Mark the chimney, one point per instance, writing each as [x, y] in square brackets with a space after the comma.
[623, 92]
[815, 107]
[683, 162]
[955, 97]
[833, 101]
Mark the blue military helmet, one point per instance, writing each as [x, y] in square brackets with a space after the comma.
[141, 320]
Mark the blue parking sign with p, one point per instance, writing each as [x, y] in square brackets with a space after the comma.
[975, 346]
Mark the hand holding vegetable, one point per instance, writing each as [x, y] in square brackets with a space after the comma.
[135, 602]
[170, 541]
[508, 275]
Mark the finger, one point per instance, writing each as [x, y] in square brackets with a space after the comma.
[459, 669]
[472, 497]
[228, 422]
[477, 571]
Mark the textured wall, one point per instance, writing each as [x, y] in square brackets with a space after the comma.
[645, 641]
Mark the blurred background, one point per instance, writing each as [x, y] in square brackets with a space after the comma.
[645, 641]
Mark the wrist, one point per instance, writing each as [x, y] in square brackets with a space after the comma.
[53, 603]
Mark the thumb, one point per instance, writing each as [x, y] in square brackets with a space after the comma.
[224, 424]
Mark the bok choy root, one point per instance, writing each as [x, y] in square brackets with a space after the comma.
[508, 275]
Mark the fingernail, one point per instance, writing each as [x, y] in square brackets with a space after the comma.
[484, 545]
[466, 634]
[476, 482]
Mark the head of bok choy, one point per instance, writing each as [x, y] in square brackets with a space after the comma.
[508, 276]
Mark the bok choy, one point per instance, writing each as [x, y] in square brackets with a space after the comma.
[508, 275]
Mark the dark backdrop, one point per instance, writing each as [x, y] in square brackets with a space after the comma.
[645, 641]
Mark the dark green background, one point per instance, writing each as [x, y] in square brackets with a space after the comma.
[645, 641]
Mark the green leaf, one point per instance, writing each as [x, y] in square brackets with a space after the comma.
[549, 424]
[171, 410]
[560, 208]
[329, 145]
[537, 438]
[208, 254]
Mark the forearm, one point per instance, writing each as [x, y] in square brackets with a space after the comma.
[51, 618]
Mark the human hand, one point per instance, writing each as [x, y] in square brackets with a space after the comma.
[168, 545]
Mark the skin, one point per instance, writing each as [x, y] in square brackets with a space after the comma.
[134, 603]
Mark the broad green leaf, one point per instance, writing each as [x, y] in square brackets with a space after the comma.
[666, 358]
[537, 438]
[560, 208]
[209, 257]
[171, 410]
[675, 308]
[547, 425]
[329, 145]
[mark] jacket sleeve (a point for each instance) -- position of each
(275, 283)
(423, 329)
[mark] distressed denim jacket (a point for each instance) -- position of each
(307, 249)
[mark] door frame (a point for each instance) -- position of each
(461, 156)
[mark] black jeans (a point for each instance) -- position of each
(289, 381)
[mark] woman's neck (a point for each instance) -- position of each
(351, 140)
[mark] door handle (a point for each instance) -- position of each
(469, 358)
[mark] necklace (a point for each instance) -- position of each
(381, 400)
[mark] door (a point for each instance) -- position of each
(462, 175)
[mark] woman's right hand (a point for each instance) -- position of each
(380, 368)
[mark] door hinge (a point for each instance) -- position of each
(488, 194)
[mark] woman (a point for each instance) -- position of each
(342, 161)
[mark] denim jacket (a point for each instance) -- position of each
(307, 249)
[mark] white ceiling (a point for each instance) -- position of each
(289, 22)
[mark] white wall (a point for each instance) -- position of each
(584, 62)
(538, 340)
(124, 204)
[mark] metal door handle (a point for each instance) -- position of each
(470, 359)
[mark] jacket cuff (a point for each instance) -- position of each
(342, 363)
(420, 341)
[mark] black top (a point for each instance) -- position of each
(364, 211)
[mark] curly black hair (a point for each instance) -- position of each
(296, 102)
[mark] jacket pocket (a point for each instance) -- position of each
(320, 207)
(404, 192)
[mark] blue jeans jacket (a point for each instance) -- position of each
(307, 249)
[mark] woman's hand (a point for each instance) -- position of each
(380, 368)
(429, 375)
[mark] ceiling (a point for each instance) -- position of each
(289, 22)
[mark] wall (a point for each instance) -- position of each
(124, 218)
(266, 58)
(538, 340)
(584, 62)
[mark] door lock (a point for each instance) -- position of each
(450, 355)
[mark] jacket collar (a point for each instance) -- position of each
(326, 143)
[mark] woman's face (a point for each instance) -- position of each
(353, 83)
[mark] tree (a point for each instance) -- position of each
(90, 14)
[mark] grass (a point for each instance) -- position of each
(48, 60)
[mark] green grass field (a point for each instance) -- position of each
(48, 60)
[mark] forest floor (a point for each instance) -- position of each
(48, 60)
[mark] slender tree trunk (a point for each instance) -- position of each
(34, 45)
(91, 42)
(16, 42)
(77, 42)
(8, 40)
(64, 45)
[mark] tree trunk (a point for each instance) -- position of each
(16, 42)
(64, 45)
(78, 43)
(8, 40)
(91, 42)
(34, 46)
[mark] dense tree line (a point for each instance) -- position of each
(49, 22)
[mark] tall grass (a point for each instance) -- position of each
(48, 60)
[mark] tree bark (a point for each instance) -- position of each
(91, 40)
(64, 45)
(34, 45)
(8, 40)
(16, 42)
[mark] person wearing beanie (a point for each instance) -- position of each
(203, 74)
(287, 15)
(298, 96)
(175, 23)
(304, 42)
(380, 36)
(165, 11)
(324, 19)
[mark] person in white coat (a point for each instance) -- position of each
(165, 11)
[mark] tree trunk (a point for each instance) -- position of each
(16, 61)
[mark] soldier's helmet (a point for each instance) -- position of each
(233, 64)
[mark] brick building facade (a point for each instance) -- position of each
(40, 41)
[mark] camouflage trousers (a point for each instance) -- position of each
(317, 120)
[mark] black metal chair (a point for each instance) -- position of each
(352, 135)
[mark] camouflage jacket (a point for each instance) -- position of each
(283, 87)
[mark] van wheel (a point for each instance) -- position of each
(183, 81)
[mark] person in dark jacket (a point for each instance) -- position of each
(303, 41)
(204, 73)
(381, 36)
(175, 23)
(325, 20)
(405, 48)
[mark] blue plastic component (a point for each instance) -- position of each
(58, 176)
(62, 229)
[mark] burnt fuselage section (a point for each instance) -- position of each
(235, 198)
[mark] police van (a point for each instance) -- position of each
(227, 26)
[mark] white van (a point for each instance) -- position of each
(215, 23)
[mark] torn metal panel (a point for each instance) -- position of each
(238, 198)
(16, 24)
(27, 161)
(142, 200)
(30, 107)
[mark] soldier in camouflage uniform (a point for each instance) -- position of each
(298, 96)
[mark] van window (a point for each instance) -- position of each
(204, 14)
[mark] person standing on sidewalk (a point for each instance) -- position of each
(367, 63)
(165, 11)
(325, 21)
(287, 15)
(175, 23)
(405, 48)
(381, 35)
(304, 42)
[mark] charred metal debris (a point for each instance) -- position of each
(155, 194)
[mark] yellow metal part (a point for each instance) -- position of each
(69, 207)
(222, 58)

• • • • •

WORK REQUEST: An exact, complete copy of the data is the only acceptable answer.

RESULT BELOW:
Mark the chimney, one point per instance, writing each as [x, y] in square brackets with a space after the comma.
[623, 92]
[815, 107]
[683, 162]
[955, 97]
[833, 101]
Mark the blue military helmet, one point per instance, writing each as [x, y] in square brackets with a space after the comma.
[141, 320]
Mark the blue parking sign with p, one point per instance, writing each as [x, y] in square brackets with a space after the comma.
[975, 346]
Mark the hand holding vegetable, one point per instance, writing each as [x, y] in square brackets with a space after the comma.
[135, 602]
[170, 541]
[508, 275]
Mark the finger, one point per instance, writing each as [x, y] in square brackets with a space after the comma.
[459, 669]
[472, 497]
[228, 422]
[477, 571]
Mark the textured wall, one point per instance, writing each as [x, y] in square brackets with a space after the comma.
[645, 641]
Mark the blurred background, one point per instance, writing each as [x, y] in square brackets with a space after the comma.
[645, 641]
Mark the wrist, one point per instance, writing each as [x, y] in square brackets with a space after the comma.
[53, 603]
Mark the thumb, one point per instance, writing each as [x, y] in square brackets with a space after the comma.
[224, 424]
Mark the bok choy root, one point per instance, writing each as [x, y] in square brackets with a space after the comma.
[508, 275]
Mark the fingernail, one point per instance, writing each as [x, y] in square brackets with a space after the comma.
[484, 545]
[466, 634]
[476, 482]
Mark the head of bok choy, one point per instance, writing each as [x, y] in square brackets with a space after the comma.
[508, 276]
Mark the bok choy, one point per instance, writing each as [x, y] in square brackets with a space after the comma.
[508, 275]
Mark the dark backdrop, one point per instance, writing each as [x, y] in square brackets with a space after the comma.
[645, 641]
Mark the dark green background, one point per instance, writing each as [x, y] in square brackets with a space after the comma.
[645, 641]
Mark the green leaf, one point per instance, writing each as [x, y] in square brackets with a space after the comma.
[549, 424]
[171, 410]
[560, 208]
[329, 145]
[537, 438]
[208, 254]
Mark the forearm, one point per instance, writing each as [x, y] in square brackets with a space after the comma.
[51, 618]
Mark the human hand, one point per instance, writing each as [x, y] in square brackets with a space after the comma.
[168, 545]
Mark the skin, one point per instance, writing each as [x, y] in square brackets with a space after the comma.
[134, 603]
Mark the broad green leaf, one point per instance, writing each as [x, y] in square brackets with a space after the comma.
[666, 358]
[537, 438]
[560, 208]
[209, 257]
[171, 410]
[675, 308]
[547, 425]
[329, 145]
[mark] jacket sleeve (a point for each instance) -- position of each
(275, 283)
(423, 329)
[mark] distressed denim jacket (a point for each instance) -- position of each
(307, 249)
[mark] door frame (a point for each instance) -- position of each
(461, 156)
[mark] black jeans (a point for each instance) -- position of each
(289, 381)
[mark] woman's neck (a point for each instance) -- position of each
(351, 140)
[mark] door handle (a point for each instance) -- position of each
(469, 358)
[mark] necklace (a point for each instance) -- position of each
(381, 400)
[mark] door (a point for each instance) -- position of each
(462, 175)
[mark] woman's right hand (a point for each instance) -- position of each
(380, 368)
[mark] door hinge (a point for each instance) -- position of each
(488, 194)
[mark] woman (a point for each instance) -- position of each
(342, 161)
[mark] denim jacket (a point for each instance) -- position of each
(307, 249)
[mark] white ceiling (a point for each instance) -- position of each
(289, 22)
[mark] white wall (a point for each instance) -- position of each
(584, 62)
(538, 340)
(124, 204)
[mark] metal door handle (a point for each instance) -- position of each
(470, 359)
[mark] jacket cuff (a point for each instance) -- position of each
(342, 363)
(420, 341)
[mark] black top (a point for each instance) -- position of each
(364, 211)
[mark] curly black hair (a point for each instance) -- position of each
(296, 102)
[mark] jacket pocket (a point for each instance) -- position of each
(320, 207)
(404, 192)
[mark] blue jeans jacket (a point for each instance) -- position of each
(307, 249)
[mark] woman's hand (a point for each instance) -- position of each
(380, 368)
(429, 375)
[mark] ceiling (a point for each instance) -- position of each
(289, 22)
[mark] wall (a point for each instance) -- position of each
(124, 218)
(266, 58)
(538, 340)
(584, 62)
[mark] door lock (a point for each instance) -- position of each
(450, 355)
[mark] jacket collar (a point for each instance) -- position of each
(326, 143)
[mark] woman's face (a point for each instance) -- position of each
(353, 83)
[mark] tree (a point for each instance) -- position of each
(90, 14)
[mark] grass (a point for each instance) -- position of each
(48, 60)
[mark] green grass field (a point for each instance) -- position of each
(48, 60)
[mark] forest floor (a point for each instance) -- position of each
(48, 60)
[mark] slender tree trunk (a point for each instance) -- position of each
(34, 45)
(91, 42)
(16, 42)
(77, 42)
(8, 40)
(64, 45)
[mark] tree trunk (a point for each instance) -- position of each
(16, 42)
(64, 45)
(78, 43)
(8, 40)
(91, 42)
(34, 46)
[mark] dense tree line (a point for each instance) -- position of each
(49, 22)
[mark] tall grass (a point for each instance) -- position of each
(48, 60)
[mark] tree bark (a point for each instance) -- position of each
(91, 40)
(64, 45)
(34, 45)
(8, 40)
(16, 42)
[mark] person wearing beanie (a point for each instance) -- position of each
(203, 74)
(287, 15)
(298, 96)
(175, 23)
(304, 42)
(380, 36)
(165, 11)
(324, 19)
[mark] person in white coat (a point for each instance) -- position of each
(165, 11)
[mark] tree trunk (a point for each instance) -- position of each
(16, 61)
[mark] soldier's helmet (a point for each instance) -- position of each
(233, 64)
[mark] brick building facade (a point for each instance) -- position of each
(40, 41)
[mark] camouflage trousers (a point for each instance) -- position of each
(317, 120)
[mark] black metal chair (a point for each instance) -- position of each
(352, 135)
[mark] camouflage jacket (a point for each instance) -- position of each
(283, 87)
[mark] van wheel (a point for each instance) -- position of each
(183, 81)
[mark] person in dark jacket (a point for each instance) -- position of each
(303, 41)
(204, 73)
(381, 36)
(175, 23)
(325, 20)
(405, 48)
[mark] blue plastic component (a point for each instance) -- position of each
(58, 176)
(62, 229)
[mark] burnt fuselage section (a point for each instance) -- position of each
(235, 198)
[mark] police van (a point for each instance) -- position of each
(227, 26)
[mark] white van (a point for each instance) -- position of each
(215, 23)
[mark] torn metal panel (a point for each instance) -- position of each
(238, 198)
(16, 24)
(27, 161)
(142, 200)
(30, 107)
[mark] soldier in camouflage uniform (a point for each instance) -- position of each
(298, 96)
[mark] van window (a point for each instance) -- position of each
(204, 14)
[mark] person standing on sidewalk (a point for each instance) -- position of each
(367, 63)
(165, 11)
(325, 21)
(287, 15)
(175, 23)
(405, 48)
(381, 35)
(304, 42)
[mark] charred metal debris (a point for each instance) -- position of each
(155, 194)
[mark] yellow metal part (a point for each instance) -- position of each
(69, 207)
(222, 58)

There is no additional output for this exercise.